Stored records:

= = = = = = =

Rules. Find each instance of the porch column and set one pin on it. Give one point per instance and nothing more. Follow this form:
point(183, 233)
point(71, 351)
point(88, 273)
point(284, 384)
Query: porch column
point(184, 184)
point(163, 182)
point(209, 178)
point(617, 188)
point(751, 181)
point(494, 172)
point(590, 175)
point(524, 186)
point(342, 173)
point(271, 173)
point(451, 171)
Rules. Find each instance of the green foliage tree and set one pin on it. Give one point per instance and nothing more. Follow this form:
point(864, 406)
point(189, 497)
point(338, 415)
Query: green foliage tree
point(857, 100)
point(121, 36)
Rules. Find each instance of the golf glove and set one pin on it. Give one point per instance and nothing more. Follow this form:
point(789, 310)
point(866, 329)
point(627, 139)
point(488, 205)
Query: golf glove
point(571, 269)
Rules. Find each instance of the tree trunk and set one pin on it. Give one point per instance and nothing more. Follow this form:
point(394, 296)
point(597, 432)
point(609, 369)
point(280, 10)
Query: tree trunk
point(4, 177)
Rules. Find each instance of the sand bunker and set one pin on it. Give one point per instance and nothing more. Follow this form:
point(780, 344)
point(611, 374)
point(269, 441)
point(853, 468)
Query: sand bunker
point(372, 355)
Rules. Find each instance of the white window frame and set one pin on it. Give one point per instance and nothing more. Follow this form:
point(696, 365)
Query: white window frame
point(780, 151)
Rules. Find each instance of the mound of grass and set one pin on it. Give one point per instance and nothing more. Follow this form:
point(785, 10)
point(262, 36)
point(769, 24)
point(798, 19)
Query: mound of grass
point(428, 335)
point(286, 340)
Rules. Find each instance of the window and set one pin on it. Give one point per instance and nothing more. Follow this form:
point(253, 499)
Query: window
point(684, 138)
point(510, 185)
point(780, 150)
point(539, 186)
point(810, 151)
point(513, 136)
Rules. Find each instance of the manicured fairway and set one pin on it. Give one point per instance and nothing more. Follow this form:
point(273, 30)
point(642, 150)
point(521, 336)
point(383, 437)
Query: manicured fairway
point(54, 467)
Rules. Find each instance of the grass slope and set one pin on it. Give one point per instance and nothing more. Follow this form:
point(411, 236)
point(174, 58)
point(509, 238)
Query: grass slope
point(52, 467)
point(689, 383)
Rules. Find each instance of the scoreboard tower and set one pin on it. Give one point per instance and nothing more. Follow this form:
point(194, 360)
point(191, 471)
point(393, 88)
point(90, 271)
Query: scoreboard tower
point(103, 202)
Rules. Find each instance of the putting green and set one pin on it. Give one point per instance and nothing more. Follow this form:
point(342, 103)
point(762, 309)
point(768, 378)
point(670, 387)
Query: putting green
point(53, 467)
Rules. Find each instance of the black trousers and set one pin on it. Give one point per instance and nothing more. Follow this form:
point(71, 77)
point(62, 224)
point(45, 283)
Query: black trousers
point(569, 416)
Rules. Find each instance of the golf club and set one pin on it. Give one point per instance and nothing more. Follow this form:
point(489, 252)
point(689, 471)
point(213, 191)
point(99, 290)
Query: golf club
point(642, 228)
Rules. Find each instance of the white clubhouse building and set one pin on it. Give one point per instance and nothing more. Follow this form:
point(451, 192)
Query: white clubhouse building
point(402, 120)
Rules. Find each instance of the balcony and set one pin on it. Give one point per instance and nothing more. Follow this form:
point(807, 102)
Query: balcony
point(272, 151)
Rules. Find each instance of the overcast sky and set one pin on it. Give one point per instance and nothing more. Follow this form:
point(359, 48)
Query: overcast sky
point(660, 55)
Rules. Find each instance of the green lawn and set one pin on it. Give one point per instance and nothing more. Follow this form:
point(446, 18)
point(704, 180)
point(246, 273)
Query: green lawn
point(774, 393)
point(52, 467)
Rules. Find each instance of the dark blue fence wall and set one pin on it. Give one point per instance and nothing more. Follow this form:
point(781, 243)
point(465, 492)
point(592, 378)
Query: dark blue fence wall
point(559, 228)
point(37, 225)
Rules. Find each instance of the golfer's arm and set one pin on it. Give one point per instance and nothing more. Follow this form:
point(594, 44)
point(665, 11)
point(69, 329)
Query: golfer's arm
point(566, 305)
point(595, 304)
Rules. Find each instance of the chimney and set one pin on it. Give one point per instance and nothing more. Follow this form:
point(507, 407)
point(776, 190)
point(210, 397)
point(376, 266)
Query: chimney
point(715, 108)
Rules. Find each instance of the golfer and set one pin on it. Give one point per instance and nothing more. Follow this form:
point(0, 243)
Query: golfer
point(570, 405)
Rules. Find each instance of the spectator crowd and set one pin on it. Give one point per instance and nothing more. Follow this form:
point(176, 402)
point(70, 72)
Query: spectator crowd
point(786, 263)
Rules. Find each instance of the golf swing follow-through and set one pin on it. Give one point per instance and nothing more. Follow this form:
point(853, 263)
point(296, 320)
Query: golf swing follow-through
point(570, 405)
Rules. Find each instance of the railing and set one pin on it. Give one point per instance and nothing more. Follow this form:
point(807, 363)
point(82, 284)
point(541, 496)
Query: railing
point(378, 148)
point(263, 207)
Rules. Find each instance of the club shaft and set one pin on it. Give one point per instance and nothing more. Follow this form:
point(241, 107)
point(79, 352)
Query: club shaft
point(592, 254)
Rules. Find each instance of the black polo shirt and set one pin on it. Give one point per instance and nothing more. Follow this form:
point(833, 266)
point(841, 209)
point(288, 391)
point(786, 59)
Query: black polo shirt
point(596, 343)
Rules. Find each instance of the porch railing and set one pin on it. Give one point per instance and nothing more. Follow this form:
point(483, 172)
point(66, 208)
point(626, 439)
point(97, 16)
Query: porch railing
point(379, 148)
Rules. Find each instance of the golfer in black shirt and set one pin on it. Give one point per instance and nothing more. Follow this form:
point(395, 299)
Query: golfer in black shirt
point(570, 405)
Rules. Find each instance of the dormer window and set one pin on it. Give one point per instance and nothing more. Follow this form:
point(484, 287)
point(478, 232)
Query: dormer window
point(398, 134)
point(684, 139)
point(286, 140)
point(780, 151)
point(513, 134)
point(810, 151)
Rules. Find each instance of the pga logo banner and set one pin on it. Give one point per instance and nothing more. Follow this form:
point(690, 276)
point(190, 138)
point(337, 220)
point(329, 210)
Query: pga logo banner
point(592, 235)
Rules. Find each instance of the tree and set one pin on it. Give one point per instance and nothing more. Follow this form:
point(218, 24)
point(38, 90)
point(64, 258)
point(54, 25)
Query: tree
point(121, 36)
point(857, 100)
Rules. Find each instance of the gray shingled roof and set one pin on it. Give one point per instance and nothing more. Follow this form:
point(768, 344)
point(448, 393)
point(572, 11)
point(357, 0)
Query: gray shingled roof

= = = = = = =

**EXERCISE DESCRIPTION**.
Copy every entry exactly. Leave nothing out.

**REPLY**.
Rules. Find each instance of the porch column and set one pin on it. Give one point per instance and nothing more. Follow this form:
point(183, 233)
point(71, 351)
point(88, 273)
point(284, 384)
Query: porch column
point(184, 184)
point(163, 182)
point(209, 178)
point(617, 188)
point(751, 181)
point(494, 172)
point(590, 175)
point(524, 186)
point(342, 173)
point(271, 173)
point(451, 171)
Rules. Find each instance of the green foliage tree and set one pin on it. Give one point per instance and nothing more. Follow this form:
point(864, 406)
point(189, 497)
point(338, 415)
Query: green foliage tree
point(857, 100)
point(121, 36)
Rules. Find each instance of the golf glove and set one pin on it. Give one point per instance and nothing more. Follow this form:
point(789, 310)
point(866, 329)
point(627, 139)
point(488, 205)
Query: golf glove
point(571, 269)
Rules. Find each instance of the tree trunk and set one pin on it. Give one point per instance and nothing more. Follow this form:
point(394, 296)
point(597, 432)
point(609, 369)
point(280, 10)
Query: tree trunk
point(4, 177)
Rules. Find each instance of the sand bunker and set one pin on it. Give one point per instance and nothing more. Follow this form:
point(780, 344)
point(611, 374)
point(269, 441)
point(853, 468)
Query: sand bunker
point(372, 355)
Rules. Find each instance of the white window frame and set one pin on it. Give one point per instance and nothing more. Follow this form:
point(696, 365)
Query: white window frame
point(780, 151)
Rules. Find each instance of the mound of grass and set one pin on it. Give one point per instance and nothing more. Follow this form:
point(785, 10)
point(262, 36)
point(769, 24)
point(798, 19)
Query: mound of grass
point(428, 335)
point(286, 340)
Rules. Find each instance of the window and set one pin on it. Give one point per instance and nothing more. Follow this form:
point(253, 499)
Query: window
point(684, 138)
point(510, 185)
point(780, 150)
point(539, 186)
point(810, 151)
point(513, 136)
Rules. Find each instance of the manicured fairway and set one pin on it. Give one point per instance and nothing more. Follow this form:
point(273, 30)
point(642, 150)
point(521, 336)
point(383, 437)
Query: manicured fairway
point(54, 467)
Rules. Find each instance of the grass slope and set one pin on it. Give one point per instance and nothing more. Follow this form:
point(411, 236)
point(174, 58)
point(509, 238)
Query: grass slope
point(52, 467)
point(689, 383)
Rules. Find each instance of the scoreboard tower and set one pin on it. Give one point per instance and nothing more. Follow this form:
point(194, 360)
point(191, 471)
point(393, 88)
point(90, 271)
Query: scoreboard tower
point(103, 202)
Rules. Find each instance of the putting green and set one pin on it. Give one point per instance and nothing more. Follow this form:
point(342, 103)
point(762, 309)
point(768, 378)
point(670, 387)
Query: putting green
point(53, 467)
Rules. Find each instance of the black trousers and set one pin on it. Give one point per instance and nothing more. Follow this form:
point(71, 77)
point(62, 224)
point(45, 283)
Query: black trousers
point(569, 416)
Rules. Find each instance of the golf club and set one pin on it. Give one point per instance and nothing more. Follow this form:
point(489, 252)
point(689, 471)
point(213, 191)
point(99, 290)
Query: golf club
point(642, 228)
Rules. Find each instance of the white clubhouse building and set one pin on it. Give one point per instance and nothing more. Follow this form:
point(451, 192)
Query: white clubhouse building
point(402, 120)
Rules. Find each instance of the balcony and set one pin on it. Give one point per instance and nothing more. Follow this form:
point(807, 102)
Query: balcony
point(272, 151)
Rules. Find each instance of the overcast sky and set one pin on it. Give one point per instance and nothing more. Follow this form:
point(359, 48)
Query: overcast sky
point(660, 55)
Rules. Find each instance of the green lawn and set one pin on it. Give one point per instance and nothing more. Follow this form:
point(446, 18)
point(704, 180)
point(246, 273)
Query: green lawn
point(774, 393)
point(52, 467)
Rules. Find each instance of the dark blue fence wall and set one pin on it. Give one point per instance and nothing more. Follow this form:
point(781, 243)
point(465, 492)
point(592, 378)
Query: dark blue fence wall
point(559, 228)
point(37, 225)
Rules. Find each instance of the golfer's arm and set one pin on it. Give one point per instance and nothing more. Follow this form:
point(594, 44)
point(665, 11)
point(69, 329)
Query: golfer's arm
point(566, 305)
point(595, 304)
Rules. Find each instance of the chimney and set one pin on it. Give one point per instance and nothing more. Follow this form:
point(507, 407)
point(776, 190)
point(210, 397)
point(376, 266)
Query: chimney
point(715, 108)
Rules. Find each instance of the golfer and set one pin on it. Give one point per instance and nothing more. Follow this form:
point(0, 243)
Query: golfer
point(570, 405)
Rules. Find each instance of the spectator crowd and set one pin on it. Give one point per instance and nothing more. Follow this form:
point(176, 402)
point(70, 72)
Query: spectator crowd
point(786, 263)
Rules. Find each instance of the golf swing follow-through and set one pin on it. Give one point per instance and nothing more. Follow this form:
point(853, 263)
point(296, 320)
Query: golf swing follow-through
point(570, 405)
Rules. Find each instance of the railing and set one pin on it. Give one point per instance and nothing more. Follow this form:
point(807, 363)
point(82, 284)
point(541, 496)
Query: railing
point(378, 148)
point(263, 207)
Rules. Find each instance of the club shaft and set one pin on it. Give one point per instance and nothing more. Follow this form:
point(241, 107)
point(79, 352)
Query: club shaft
point(592, 254)
Rules. Find each instance of the black polo shirt and set one pin on it. Give one point per instance and nothing more. Follow this form:
point(833, 266)
point(841, 209)
point(288, 391)
point(786, 59)
Query: black polo shirt
point(596, 343)
Rules. Find each instance of the porch railing and set one pin on it. Give one point per instance and nothing more. Follow this form:
point(483, 172)
point(66, 208)
point(626, 439)
point(97, 16)
Query: porch railing
point(379, 148)
Rules. Find each instance of the golfer in black shirt and set one pin on it. Give one point per instance and nothing more. Follow this form:
point(395, 299)
Query: golfer in black shirt
point(570, 405)
Rules. Find each instance of the dormer window and set one pin on it. Give one point per instance and nothing more. Follow this form:
point(484, 287)
point(478, 232)
Query: dormer window
point(398, 134)
point(684, 139)
point(286, 140)
point(780, 151)
point(513, 134)
point(810, 151)
Rules. Find each instance of the pga logo banner and set one pin on it. Give one point per instance and nothing more. Follow this form:
point(690, 276)
point(190, 138)
point(337, 220)
point(329, 210)
Query: pga logo banner
point(592, 235)
Rules. Find each instance of the tree and set one pin on it. Give one point per instance and nothing more. Follow this form:
point(218, 24)
point(38, 90)
point(64, 258)
point(54, 25)
Query: tree
point(121, 36)
point(857, 100)
Rules. Find each instance of the gray shingled roof and set one pin on it. Give one point per instance and nothing more. Follow this form:
point(768, 344)
point(448, 393)
point(572, 11)
point(357, 0)
Query: gray shingled roof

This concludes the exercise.